What the task asks –
If a record holds a picture, please leave the picture out and copy the rest of the record exactly.

Listed entries –

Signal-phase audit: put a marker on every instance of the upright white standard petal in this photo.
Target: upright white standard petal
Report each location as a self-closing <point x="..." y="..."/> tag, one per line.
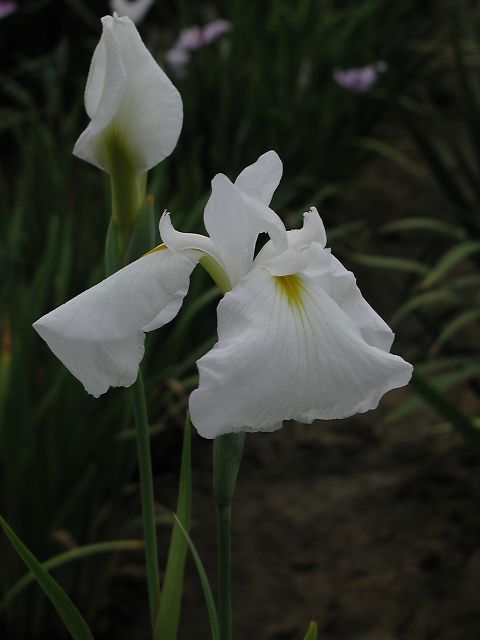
<point x="134" y="108"/>
<point x="237" y="213"/>
<point x="99" y="335"/>
<point x="287" y="350"/>
<point x="133" y="9"/>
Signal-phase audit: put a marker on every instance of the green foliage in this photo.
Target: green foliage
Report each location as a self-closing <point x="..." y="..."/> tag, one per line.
<point x="70" y="615"/>
<point x="445" y="304"/>
<point x="66" y="458"/>
<point x="312" y="632"/>
<point x="166" y="627"/>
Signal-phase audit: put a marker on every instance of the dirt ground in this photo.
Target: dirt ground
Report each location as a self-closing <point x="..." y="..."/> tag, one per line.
<point x="369" y="527"/>
<point x="372" y="529"/>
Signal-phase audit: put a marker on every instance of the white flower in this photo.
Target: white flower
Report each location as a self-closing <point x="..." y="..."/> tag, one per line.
<point x="135" y="111"/>
<point x="133" y="9"/>
<point x="296" y="339"/>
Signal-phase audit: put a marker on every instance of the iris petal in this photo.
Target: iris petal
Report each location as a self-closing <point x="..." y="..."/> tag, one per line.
<point x="99" y="335"/>
<point x="288" y="351"/>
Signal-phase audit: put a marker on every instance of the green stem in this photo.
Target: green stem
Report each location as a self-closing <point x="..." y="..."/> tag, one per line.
<point x="227" y="455"/>
<point x="146" y="489"/>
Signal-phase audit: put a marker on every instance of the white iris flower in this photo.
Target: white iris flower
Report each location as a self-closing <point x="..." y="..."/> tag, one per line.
<point x="296" y="339"/>
<point x="135" y="111"/>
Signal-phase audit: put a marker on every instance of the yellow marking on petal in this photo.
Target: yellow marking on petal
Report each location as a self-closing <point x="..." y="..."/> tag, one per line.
<point x="293" y="288"/>
<point x="161" y="247"/>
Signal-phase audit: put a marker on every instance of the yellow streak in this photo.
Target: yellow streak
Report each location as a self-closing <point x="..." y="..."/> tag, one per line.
<point x="161" y="247"/>
<point x="292" y="287"/>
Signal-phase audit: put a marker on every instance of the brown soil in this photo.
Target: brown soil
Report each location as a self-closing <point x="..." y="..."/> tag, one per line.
<point x="370" y="528"/>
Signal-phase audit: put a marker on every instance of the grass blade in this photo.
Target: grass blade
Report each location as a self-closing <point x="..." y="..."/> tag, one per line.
<point x="461" y="321"/>
<point x="69" y="556"/>
<point x="207" y="590"/>
<point x="445" y="408"/>
<point x="166" y="627"/>
<point x="70" y="615"/>
<point x="450" y="260"/>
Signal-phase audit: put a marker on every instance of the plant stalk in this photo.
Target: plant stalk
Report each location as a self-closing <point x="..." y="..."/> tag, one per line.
<point x="227" y="455"/>
<point x="147" y="496"/>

Expected output –
Signal-phase audit: put a marker on every instance of the upright white standard petal in this photo.
Target: upright white standard petal
Report each location as a self-closing <point x="..." y="..."/> tag, one per line.
<point x="134" y="108"/>
<point x="237" y="213"/>
<point x="99" y="335"/>
<point x="287" y="350"/>
<point x="133" y="9"/>
Signal-phase audit: put a marker on every instance of the green foliage in this photo.
Target: green foliage
Report each location as a self-closing <point x="..." y="..."/> tag, one per line.
<point x="70" y="615"/>
<point x="445" y="304"/>
<point x="66" y="458"/>
<point x="312" y="632"/>
<point x="166" y="627"/>
Signal-phase audit: put a marker on every instance of the dirt ground in this photo.
Target: dirt ground
Report each location as a self-closing <point x="..." y="..."/> tag, one per line.
<point x="369" y="527"/>
<point x="372" y="529"/>
Signal-phase audit: put a marker on every instance of the white flower in this photo.
Target: white flower
Report each location as a self-closing <point x="..." y="..."/> tag, one per line.
<point x="135" y="111"/>
<point x="133" y="9"/>
<point x="296" y="339"/>
Signal-phase audit: put a marker on every instance of the iris petal in this photo.
Target: iris petal
Report each location as a self-closing <point x="..." y="..."/> tag, one per line.
<point x="99" y="335"/>
<point x="288" y="351"/>
Signal-phase audit: put a marker on every instance of the green stem in this photo.
Target: green stem
Report each location as a self-closing <point x="..." y="..."/> tag, one per line.
<point x="227" y="455"/>
<point x="146" y="489"/>
Signal-phase audit: put a marker on every instance of the white iris flower in this photo.
Target: white iris flower
Report each location as a self-closing <point x="..." y="..."/> tag, one per line.
<point x="296" y="339"/>
<point x="135" y="111"/>
Signal-phase audit: put a marker on every instance of the yellow marking on petal in this photo.
Target: yellow marking on petal
Report each location as a self-closing <point x="..." y="..."/> tag, one per line.
<point x="293" y="288"/>
<point x="161" y="247"/>
Signal-phase audit: put a marker on every instance of the yellow streak in this photo.
Target: yellow streak
Report each location as a self-closing <point x="..." y="..."/> tag, one per line.
<point x="161" y="247"/>
<point x="292" y="287"/>
Signal-phase audit: put a marker on every instance of the brown soil in this photo.
Target: brown soil
Report each location as a self-closing <point x="..." y="..."/> tag, one per line.
<point x="370" y="528"/>
Signal-phase audit: put a marker on every instance of the grass blade in this photo.
Target: grass blade
Report each location as a self-closing <point x="..." y="..."/> tag, one per line.
<point x="461" y="321"/>
<point x="69" y="556"/>
<point x="207" y="590"/>
<point x="445" y="408"/>
<point x="166" y="627"/>
<point x="70" y="615"/>
<point x="450" y="260"/>
Signal-phase audit: put a marker on every instance of the plant stalk in this photo.
Target: plant stalk
Report each location as a self-closing <point x="..." y="..."/> tag, one per line.
<point x="227" y="455"/>
<point x="147" y="496"/>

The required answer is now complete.